--- begin ---

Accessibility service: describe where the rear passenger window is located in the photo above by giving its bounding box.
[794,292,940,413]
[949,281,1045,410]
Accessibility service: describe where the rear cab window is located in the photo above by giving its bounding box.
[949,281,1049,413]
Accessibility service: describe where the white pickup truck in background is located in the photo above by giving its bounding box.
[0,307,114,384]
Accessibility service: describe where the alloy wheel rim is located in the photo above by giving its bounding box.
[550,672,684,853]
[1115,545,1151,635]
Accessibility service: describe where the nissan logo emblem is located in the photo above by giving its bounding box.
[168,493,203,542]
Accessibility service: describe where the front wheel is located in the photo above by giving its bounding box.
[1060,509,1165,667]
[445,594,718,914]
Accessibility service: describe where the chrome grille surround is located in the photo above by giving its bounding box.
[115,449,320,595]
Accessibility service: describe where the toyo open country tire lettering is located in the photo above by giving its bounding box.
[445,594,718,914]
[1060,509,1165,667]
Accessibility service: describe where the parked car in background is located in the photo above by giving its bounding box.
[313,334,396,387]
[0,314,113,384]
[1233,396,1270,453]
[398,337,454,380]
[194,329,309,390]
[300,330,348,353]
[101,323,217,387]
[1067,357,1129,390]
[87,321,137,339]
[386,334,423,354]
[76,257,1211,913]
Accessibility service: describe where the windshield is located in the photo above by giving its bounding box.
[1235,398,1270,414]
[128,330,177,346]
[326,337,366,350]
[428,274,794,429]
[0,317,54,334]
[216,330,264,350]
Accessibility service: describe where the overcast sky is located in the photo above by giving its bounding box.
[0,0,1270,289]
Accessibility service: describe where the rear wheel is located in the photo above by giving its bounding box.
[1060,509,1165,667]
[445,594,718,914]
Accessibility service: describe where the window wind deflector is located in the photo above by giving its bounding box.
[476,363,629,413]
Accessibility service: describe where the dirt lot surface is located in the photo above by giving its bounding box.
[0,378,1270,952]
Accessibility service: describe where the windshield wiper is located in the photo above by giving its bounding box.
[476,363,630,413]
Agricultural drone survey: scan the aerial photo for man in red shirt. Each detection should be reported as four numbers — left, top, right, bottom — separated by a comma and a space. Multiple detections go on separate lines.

--- end ---

_Instructions to follow_:
Copy out the stretch of entries from the line that contains "Accessibility service: describe where the chrome" through the line that contains "[115,449,320,595]", keeping every character unchanged.

_Solution_:
Accessibility service: describe where the chrome grille surround is located in the photo above by giving its bounding box.
[115,449,320,595]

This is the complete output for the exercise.